Work instruction A:
From the text about Shelter on Wheels, return the part that opens with the words containing "Delhi is going" and closes with "distribute constrained resources.", copied word for word.
Work instruction B:
In the text about Shelter on Wheels, how much of Delhi's homeless population can the city's night shelters hold?
Work instruction C:
Write what comes next in the text about Shelter on Wheels, starting right after its last sentence.

Document text:
━━━━

Urban Strategy

SHELTER ON WHEELS


Delhi is going to need 20 million new homes in the next 10 years. The acute shortage of affordable housing renders a large number of people shelterless. The city’s night shelter capacity however, caters to less than 5% of this homeless population.

‘Shelter on Wheels' envisions to address this pressing need by utilising Delhi’s bus fleet parked at depots in the night as shelter units.

The proposal derives its approach from believing that architecture is beyond just building new structures. It demonstrates a case of multi-functional infrastructure and how we can globally manage and distribute constrained resources.


Status
Concept proposal

Timeline
November 2018





Context

With rising urbanisation and increasing numbers of marginalized migrants, Delhi Urban Shelter Improvement Board (DUSIB) faces a severe shortage of shelter and support facilities. Adverse conditions and lack of safety in existing shelters result in low occupancy.

━━━━

Provided records:
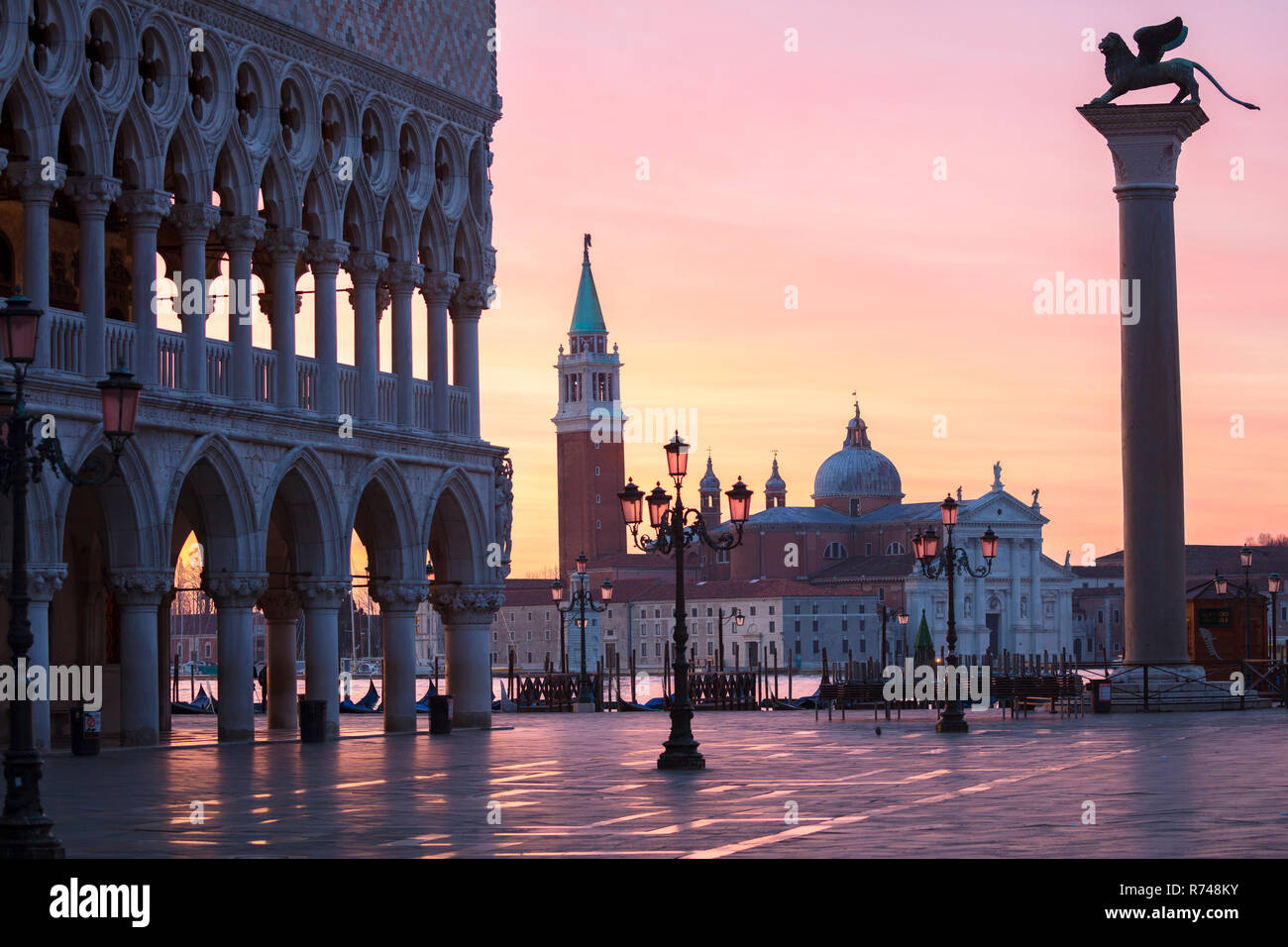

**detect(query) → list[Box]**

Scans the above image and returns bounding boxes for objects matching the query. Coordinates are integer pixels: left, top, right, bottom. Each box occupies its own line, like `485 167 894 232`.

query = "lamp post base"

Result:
0 815 65 860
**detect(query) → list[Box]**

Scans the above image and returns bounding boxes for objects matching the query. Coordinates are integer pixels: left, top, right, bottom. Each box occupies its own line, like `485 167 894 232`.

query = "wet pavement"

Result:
42 710 1288 858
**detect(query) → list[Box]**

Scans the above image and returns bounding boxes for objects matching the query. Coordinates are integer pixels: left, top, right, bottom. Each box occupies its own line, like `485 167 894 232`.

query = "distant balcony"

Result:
42 309 471 436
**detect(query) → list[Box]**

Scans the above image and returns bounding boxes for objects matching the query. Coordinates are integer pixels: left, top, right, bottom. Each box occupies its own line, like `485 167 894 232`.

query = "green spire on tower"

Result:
568 233 608 333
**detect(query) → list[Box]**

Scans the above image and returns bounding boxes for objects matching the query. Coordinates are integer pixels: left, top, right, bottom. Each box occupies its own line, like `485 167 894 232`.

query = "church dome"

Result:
814 404 903 500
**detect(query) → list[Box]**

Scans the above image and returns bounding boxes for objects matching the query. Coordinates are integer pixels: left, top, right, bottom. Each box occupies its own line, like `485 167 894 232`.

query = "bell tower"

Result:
550 233 626 583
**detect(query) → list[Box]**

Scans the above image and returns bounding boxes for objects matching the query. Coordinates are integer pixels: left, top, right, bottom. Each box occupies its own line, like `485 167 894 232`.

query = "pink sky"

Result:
482 0 1288 576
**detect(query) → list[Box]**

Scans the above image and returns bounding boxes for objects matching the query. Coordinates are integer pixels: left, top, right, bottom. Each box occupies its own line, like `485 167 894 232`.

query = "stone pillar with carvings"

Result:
219 217 265 401
306 240 349 419
0 562 67 750
452 282 492 438
420 273 461 434
203 573 268 741
170 204 219 391
295 579 349 737
5 161 67 366
1078 104 1208 665
265 227 309 408
385 262 425 428
116 191 171 385
63 175 121 378
344 250 389 421
370 579 429 732
108 569 174 746
259 588 300 730
430 586 505 727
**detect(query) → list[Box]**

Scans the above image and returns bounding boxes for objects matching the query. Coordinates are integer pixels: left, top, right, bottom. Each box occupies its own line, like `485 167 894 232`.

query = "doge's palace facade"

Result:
0 0 510 743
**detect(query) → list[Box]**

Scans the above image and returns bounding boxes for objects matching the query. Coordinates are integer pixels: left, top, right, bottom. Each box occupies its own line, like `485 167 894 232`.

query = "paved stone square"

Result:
42 710 1288 858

━━━━

Response area A:
Delhi is going to need 20 million new homes in the next 10 years. The acute shortage of affordable housing renders a large number of people shelterless. The city’s night shelter capacity however, caters to less than 5% of this homeless population.

‘Shelter on Wheels' envisions to address this pressing need by utilising Delhi’s bus fleet parked at depots in the night as shelter units.

The proposal derives its approach from believing that architecture is beyond just building new structures. It demonstrates a case of multi-functional infrastructure and how we can globally manage and distribute constrained resources.

Response area B:
Less than 5% of it.

Response area C:
DTC faces a shortage of available budget and land within the city to construct depots. Constraints of parking space limit fleet numbers, affecting Delhi's public transportation.

A land-pooling association between two city departments - DUSIB and DTC can potentially provide accessible shelter facilities, enable bus depot revenue and eventually facilitate better public transport in the city.



Concept

Using buses as rooms


Having doors, windows, lighting, fans and a decent level of insulation, city buses can provide better thermal comfort than porta cabin shelter facilities.

A modular bedding system could be designed to assemble over existing seating arrangements at night – without any layout modifications.




Outcome

A multi-functional depot


Integrating a shelter in a bus depot associates a new meaning to the facility - plugging in medical and community kitchen facilities opens up the depot infrastructure not just to the new function, but as an active resource to the city - providing monetization opportunities to DTC depots.




It’s a resource-crunch time for architecture.


Times of severe resource-crunch demand an exploration of architecture and urban design beyond the act of building more structures.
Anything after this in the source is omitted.